I currently live abroad again, in HIS home country where he spent his life and I previously lived for a year, and he has also told me “Just tell people where you’re from and that you lived where you’re from, you don’t have to tell them anything else”. What?

So he wants me to hide facts about my life? He is offended that I love my life. However, he tells me that my history is not impressive and when he sees anyone who responds to it with interest, he tells me that I embellished the experience (not true either, I tell true stories and I love to share). Weeks ago, he also told me that “someone who lived in 30 countries is impressive and your history is not”.

By the way, we live in his home country because he didn’t want to leave it, and he never lived abroad himself. Also, I don’t know anyone who actually lived in as many as 30 countries but if I did, I would be impressed. I recently told one of his family members about living abroad and my husband entered the conversation to tell him that I didn’t live where we currently are, in their home country, “for that long”.

I’m coming up on three years here and lived here previously for a year with my family (moved back to get married) but I never said it was longer than that. I later told him he entered that conversation to try and undermine me, as if I were some liar. He said he just wanted to tell the guy that it hasn’t been that long. And then he told me that I should “get real about your life experience” and “someone should put you in your place when you talk about your life”.

I am not speaking to him this morning. The sight of him disgusts me. I told him last night that he didn’t put me in my place but lost my respect. I can’t even believe he attacks me in such a childish way. I just don’t understand this, and why this is a trigger. I asked him what the problem was last night and he says I think it makes me better than everyone else.

I never said that, I don’t school people on where they should live, I love people’s stories about studying or living abroad and traveling, and I have the right to love whatever I want about my life and share it with people, especially when it doesn’t hurt or embarrass him. I just have no words.

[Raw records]
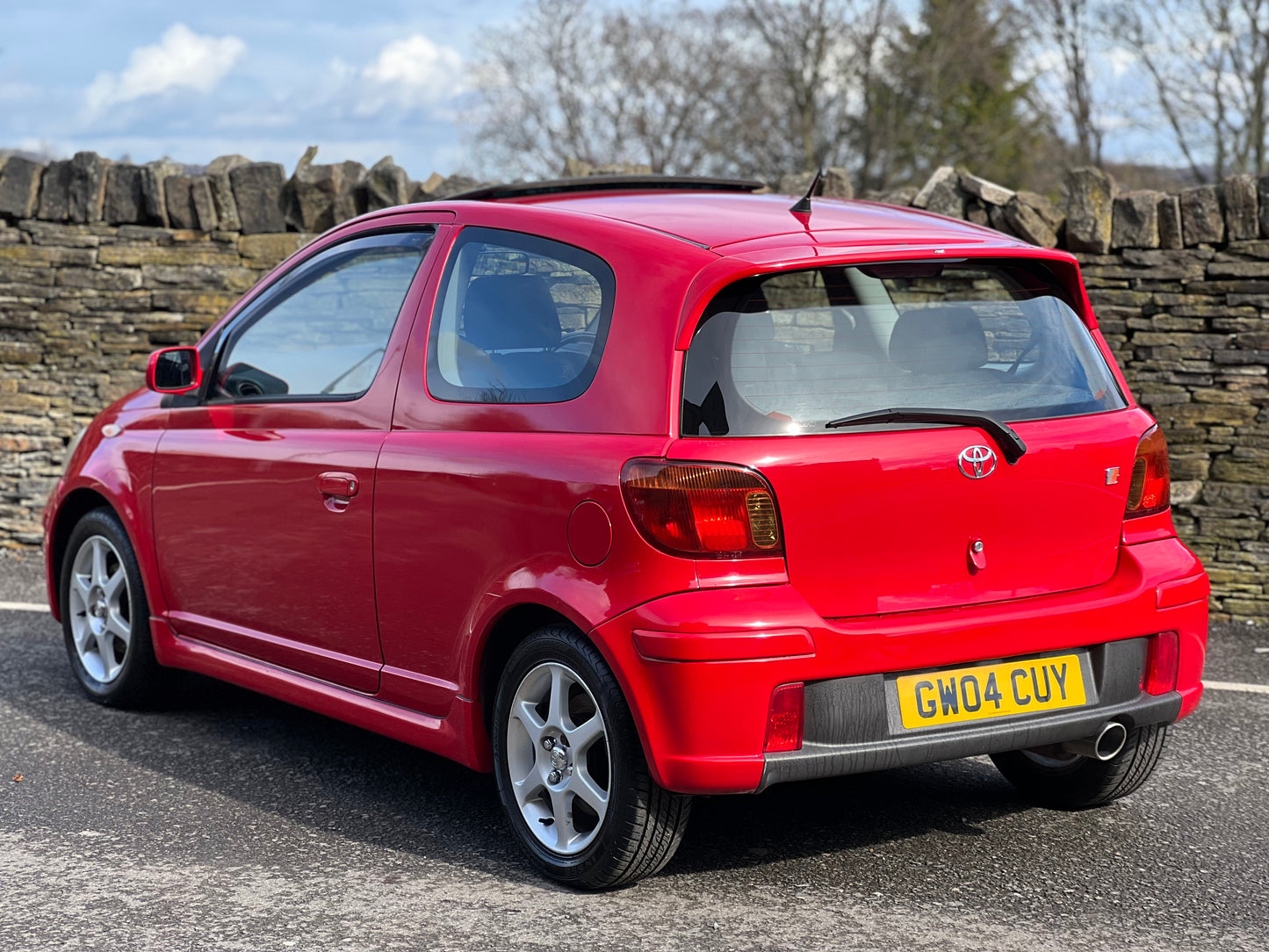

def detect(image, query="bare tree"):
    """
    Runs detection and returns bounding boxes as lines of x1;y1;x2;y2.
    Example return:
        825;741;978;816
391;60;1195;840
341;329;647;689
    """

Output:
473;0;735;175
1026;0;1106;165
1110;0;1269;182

...

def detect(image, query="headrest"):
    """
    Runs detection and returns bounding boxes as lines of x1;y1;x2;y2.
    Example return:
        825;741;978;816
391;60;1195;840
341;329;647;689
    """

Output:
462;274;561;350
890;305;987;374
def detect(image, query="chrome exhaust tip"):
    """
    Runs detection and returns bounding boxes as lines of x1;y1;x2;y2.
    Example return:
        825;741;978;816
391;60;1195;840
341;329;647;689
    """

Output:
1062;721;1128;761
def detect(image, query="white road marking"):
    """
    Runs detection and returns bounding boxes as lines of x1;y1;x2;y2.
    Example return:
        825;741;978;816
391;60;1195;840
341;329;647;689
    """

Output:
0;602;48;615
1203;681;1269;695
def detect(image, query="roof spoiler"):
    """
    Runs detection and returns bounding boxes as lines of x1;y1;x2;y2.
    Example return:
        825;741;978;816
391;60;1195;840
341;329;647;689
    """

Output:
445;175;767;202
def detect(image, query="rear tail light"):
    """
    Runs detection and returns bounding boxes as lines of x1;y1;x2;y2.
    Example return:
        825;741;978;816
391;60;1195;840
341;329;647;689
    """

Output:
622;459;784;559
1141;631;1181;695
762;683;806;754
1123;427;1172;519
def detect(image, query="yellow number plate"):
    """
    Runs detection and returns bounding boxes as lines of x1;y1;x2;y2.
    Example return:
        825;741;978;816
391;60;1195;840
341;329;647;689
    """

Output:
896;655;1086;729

◆ **Challenges**:
1: According to the account, why does the couple live in the husband's home country?
2: Set down the part of the account starting at "I am not speaking" and ending at "than everyone else.".
These lines are separate from the account.

◆ **The responses**:
1: Because he didn't want to leave it.

2:
I am not speaking to him this morning. The sight of him disgusts me. I told him last night that he didn’t put me in my place but lost my respect. I can’t even believe he attacks me in such a childish way. I just don’t understand this, and why this is a trigger. I asked him what the problem was last night and he says I think it makes me better than everyone else.